[Stored dataset items]
┏━━
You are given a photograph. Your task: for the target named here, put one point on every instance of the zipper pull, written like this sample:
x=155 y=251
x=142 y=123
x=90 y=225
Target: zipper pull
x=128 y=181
┗━━
# Your task
Could you repeat every record above exactly as it is written?

# Problem solution
You are given a photograph. Your task: for the target named here, put one point on every instance of the zipper pull, written like this sample:
x=155 y=251
x=142 y=123
x=90 y=225
Target: zipper pull
x=128 y=181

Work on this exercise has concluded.